WHAT TO DO> Extend the forum thread about what a pony-size halter equals, picking up right after its final post.

EXTRACT>
────────────────────────────────────────

# What's a 'pony size' halter the equivalent to?



## DoubleS (Jun 11, 2012)

My pony fits perfectly in a 'Pony' sized halter.
A lot of stores don't offer pony sizes but they have like full, yearling, weanling, etc. Would he fit in a Yearling size halter? He's about 14hh if it makes any difference


----------



## Roperchick (Feb 1, 2010)

I would try a regular horse size halter. i think a yearling would be a little snu on him.
theyre all measured differantly ive seen halters based on weight height and measurement of the head. i would get a regular horse size and try it on. then go from there.


----------



## equiniphile (Aug 16, 2009)

It really depends on the horse itself and the brand. My giant Thoroughbreds are both in Hamilton Pony (500-800lb) halters because they have small heads. Try a yearling halter and see how it fits.


----------



## calicokatt (Mar 5, 2012)

Yearling or small horse would probably work. Yearling is generally good for a pony with a daintier head.


----------



## Tianimalz (Jan 6, 2009)

Just take in a halter that does fit him, and hold it up for comparisons 

Indie's head is much smaller than it appears, so I've run into "Well crap what's going to fit?"hold up at the tack store before :lol: And if you're like me, t doesn't matter if I have written measurements with me... I just don't believe its small enough to fit her until I see visible proof.


----------



## Wallaby (Jul 13, 2008)

I'm pretty sure yearling is one size smaller than cob, etc, etc. 
My girl Lacey wears a cob sized halter. One time I tried getting her a yearling halter because I liked the color and it was just the tiniest bit too snug. Lacey is 14.1 but she's not a dainty 14.1 - I think she goes out of her way to be the chunkiest 14.1 out there. :lol:
If your guy is about 14hh, if I had to guess, I'd bet he would fit a yearling halter just fine.

────────────────────────────────────────

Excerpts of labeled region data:
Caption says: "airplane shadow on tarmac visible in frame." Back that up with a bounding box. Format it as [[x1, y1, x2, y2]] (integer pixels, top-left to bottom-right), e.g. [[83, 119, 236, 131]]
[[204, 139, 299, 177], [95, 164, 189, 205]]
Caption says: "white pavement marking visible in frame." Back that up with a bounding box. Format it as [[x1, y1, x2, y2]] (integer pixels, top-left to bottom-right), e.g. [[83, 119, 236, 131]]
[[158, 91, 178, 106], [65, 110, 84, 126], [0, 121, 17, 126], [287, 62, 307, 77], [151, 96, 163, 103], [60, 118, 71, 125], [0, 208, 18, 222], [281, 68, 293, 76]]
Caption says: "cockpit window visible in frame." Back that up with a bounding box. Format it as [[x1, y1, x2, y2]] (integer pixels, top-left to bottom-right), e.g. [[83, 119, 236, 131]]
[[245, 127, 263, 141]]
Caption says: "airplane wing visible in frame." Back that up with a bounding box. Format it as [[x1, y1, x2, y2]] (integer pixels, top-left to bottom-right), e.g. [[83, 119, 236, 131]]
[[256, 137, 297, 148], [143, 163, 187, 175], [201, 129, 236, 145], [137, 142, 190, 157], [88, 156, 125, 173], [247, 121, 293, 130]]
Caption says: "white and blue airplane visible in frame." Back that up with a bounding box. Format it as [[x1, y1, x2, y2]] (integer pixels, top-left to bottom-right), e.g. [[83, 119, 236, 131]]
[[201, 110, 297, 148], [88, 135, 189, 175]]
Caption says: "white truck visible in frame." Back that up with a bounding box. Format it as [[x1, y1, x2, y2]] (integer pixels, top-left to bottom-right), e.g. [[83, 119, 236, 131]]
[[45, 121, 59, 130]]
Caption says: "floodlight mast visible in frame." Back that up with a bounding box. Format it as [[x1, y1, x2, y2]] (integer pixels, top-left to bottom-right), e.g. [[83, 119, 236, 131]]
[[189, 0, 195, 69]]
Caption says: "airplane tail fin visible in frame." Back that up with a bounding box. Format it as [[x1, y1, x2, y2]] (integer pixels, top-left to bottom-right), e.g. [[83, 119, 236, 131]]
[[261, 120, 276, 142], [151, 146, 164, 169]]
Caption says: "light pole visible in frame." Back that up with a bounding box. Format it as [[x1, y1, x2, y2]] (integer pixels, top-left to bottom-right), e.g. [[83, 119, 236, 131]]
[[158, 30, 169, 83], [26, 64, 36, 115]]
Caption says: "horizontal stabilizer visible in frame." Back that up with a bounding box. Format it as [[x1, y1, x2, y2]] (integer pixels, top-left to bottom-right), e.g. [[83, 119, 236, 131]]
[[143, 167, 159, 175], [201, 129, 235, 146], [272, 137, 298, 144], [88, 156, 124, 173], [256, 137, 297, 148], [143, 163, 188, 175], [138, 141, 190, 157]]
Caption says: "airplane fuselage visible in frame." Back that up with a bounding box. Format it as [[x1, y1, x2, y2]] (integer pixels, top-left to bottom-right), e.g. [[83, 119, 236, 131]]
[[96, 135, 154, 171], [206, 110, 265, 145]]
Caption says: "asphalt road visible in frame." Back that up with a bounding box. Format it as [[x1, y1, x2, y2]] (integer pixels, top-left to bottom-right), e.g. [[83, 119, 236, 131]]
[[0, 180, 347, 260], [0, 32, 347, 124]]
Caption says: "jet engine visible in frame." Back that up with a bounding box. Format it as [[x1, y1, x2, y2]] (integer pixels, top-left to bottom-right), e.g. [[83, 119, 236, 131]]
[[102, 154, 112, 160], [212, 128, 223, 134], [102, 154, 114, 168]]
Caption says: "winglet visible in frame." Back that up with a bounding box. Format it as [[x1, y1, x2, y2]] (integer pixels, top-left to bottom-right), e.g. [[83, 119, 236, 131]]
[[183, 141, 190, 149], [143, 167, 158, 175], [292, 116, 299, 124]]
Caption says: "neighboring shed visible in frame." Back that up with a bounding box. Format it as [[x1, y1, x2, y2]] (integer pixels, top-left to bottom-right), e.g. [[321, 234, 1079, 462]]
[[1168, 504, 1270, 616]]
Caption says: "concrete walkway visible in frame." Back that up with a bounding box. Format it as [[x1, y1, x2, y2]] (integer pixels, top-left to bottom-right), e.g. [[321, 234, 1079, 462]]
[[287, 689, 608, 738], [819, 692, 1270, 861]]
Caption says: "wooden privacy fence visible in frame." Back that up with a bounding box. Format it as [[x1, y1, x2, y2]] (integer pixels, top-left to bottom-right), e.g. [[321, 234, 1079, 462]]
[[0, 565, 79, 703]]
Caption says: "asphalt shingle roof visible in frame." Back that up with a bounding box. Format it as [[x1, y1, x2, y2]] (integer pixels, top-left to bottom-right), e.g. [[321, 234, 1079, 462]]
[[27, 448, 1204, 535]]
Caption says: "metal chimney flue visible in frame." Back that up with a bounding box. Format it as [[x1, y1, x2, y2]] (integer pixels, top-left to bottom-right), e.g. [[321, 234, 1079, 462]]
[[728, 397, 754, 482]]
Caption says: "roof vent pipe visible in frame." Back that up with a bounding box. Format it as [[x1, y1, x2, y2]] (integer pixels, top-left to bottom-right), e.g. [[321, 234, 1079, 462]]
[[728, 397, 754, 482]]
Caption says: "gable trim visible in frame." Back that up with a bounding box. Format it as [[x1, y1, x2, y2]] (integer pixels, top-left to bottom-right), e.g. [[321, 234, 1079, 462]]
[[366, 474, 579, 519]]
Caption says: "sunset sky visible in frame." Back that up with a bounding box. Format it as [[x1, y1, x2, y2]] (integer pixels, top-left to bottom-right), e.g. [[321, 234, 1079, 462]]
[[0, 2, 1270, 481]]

────────────────────────────────────────

THE REPLY>
----------



## DoubleS (Jun 11, 2012)

Ok thanks everybody! I am ordering a new show halter online, so I'm just going to go for it, and if it doesn't fit, I'll return it (or punch a new hole in it :lol


----------



## Cowgirls Boots (Apr 6, 2011)

I have the exact same prOblem. My mates head is teensy and I bought a yearling sized halter and it fit perfect.
_Posted via Mobile Device_


----------



## DoubleS (Jun 11, 2012)

Well, after lots of thinking, I decieded to get a 'Cob' sized halter. 
For some reason Yearling seemed too small, because he does fit in some averaged sized horse halters, but he has some 'wiggle room' in them. 
Average just struck me as too big, especially since I am going to be showing him in it!... so I just went with what was in the middle: Cob.
I hope I made the right decision!! It wasn't a cheap show halter. :shock::lol:


----------



## Speed Racer (Oct 21, 2009)

I've always bought cob size for my Arabians. Never had a bit of trouble fitting them. The Arab halters were either too big or too small, depending on the horse. Bought cob size bridles, too.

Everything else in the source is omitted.